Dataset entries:
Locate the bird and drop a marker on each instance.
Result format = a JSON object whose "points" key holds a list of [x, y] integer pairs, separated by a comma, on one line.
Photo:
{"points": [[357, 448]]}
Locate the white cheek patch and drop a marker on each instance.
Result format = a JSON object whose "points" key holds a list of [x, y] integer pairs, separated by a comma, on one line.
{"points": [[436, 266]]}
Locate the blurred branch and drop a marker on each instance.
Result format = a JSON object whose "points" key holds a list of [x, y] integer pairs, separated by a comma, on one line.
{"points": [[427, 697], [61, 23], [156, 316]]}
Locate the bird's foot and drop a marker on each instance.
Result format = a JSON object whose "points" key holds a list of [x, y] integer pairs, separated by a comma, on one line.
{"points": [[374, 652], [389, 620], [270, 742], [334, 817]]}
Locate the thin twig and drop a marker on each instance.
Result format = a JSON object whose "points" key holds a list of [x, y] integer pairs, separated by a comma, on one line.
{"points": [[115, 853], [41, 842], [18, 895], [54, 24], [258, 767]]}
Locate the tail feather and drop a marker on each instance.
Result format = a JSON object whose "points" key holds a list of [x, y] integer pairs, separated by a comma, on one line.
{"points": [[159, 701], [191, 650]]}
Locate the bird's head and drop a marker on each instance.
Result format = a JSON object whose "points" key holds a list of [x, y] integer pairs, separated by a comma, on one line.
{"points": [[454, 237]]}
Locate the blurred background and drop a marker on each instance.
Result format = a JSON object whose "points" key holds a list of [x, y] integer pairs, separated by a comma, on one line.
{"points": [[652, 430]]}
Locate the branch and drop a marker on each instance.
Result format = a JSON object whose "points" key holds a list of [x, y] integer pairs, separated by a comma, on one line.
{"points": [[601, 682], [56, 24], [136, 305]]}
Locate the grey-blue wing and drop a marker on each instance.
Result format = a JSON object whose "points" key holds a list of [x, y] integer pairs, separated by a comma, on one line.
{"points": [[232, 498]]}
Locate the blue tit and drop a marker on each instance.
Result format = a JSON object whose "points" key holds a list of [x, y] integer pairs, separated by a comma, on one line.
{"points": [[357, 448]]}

• **Action item**:
Every entry is to be restated word for word, with nothing dropped.

• **Reply to the exercise**:
Locate the bird and drop a marker on each instance.
Result format = a JSON object whose "points" key holds a list of [x, y] integer pairs, separated by a comma, on one line.
Photo:
{"points": [[357, 448]]}
Locate the white cheek patch and drop a marker on each instance.
Result format = a JSON object whose "points" key holds a list of [x, y] integer pairs, separated by a comma, on one line.
{"points": [[436, 266]]}
Locate the blurred branch and drop a marker on each instance.
Result format = a JSON object whose "points" key holds a list of [x, y] integer pairs, separated by a comma, on one line.
{"points": [[427, 697], [61, 23], [156, 316]]}
Locate the bird's foot and drop a marker on each instance.
Result format = a JSON object whose "points" key holds a list of [x, y] integer pairs, separated by a comma, on one line.
{"points": [[374, 652], [389, 620], [270, 742], [334, 817]]}
Locate the thin twig and drop a marker on each instance.
Result format = a JSON object whose "points" key holds a list of [x, y] integer pairs, separated by a comma, on one line.
{"points": [[115, 853], [41, 842], [18, 895], [54, 24], [258, 767]]}
Locate the tail feather and drop a marker on each instance.
Result format = a JSON object whose "points" key holds a list of [x, y] integer pairs, separated by a comma, on one line.
{"points": [[159, 701], [191, 650]]}
Locate the bird's head and drop a marker on each instance.
Result format = a JSON object whose "points" key holds a list of [x, y] integer pairs, separated by a comma, on one line.
{"points": [[454, 237]]}
Locate the blurred background and drop a marker on each instance.
Result format = a JSON object whose "points" key holds a list of [x, y] integer pairs, separated by a comma, on one line.
{"points": [[652, 430]]}
Locate the branch and drop a marker on each instance.
Result format = a JSON object whose "points" key holds a list of [x, y] integer pairs, separated by a comma, on one line.
{"points": [[601, 682], [56, 24], [136, 305]]}
Locate the grey-blue wing and drop a marker on each instance.
Result format = a JSON object whose "points" key holds a list of [x, y] integer pairs, separated by a comma, on one line.
{"points": [[232, 498]]}
Locate the blue tit and drop a marker on each instance.
Result format = a JSON object whose "points" key holds a list of [x, y] integer pairs, separated by a comma, on one line.
{"points": [[357, 448]]}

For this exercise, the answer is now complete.